**Aim of the task:** Locate every line in the data below that contains the string "black", and copy each such line.

[Dataset records]
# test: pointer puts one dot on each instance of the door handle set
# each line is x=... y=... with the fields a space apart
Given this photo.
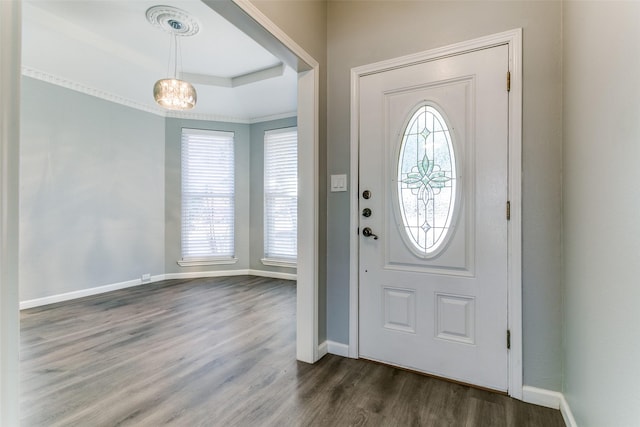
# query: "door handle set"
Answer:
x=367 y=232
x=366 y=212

--

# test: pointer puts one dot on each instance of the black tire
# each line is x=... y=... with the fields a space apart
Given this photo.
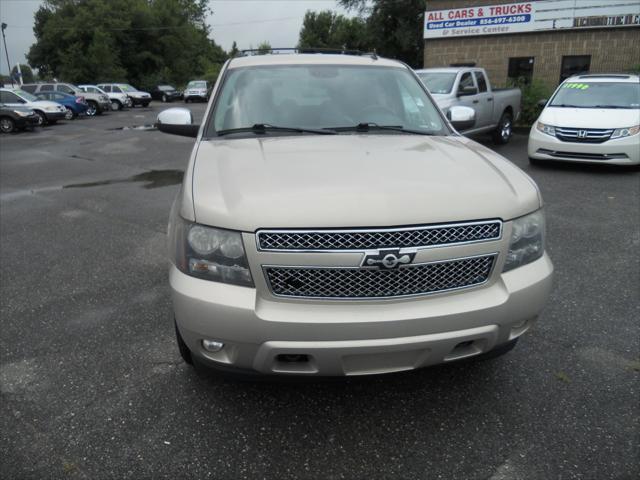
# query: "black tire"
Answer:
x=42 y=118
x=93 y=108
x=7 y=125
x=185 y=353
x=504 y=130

**Written answer:**
# test: pointer puts one dot on each instance of the black tire
# query: "black tire"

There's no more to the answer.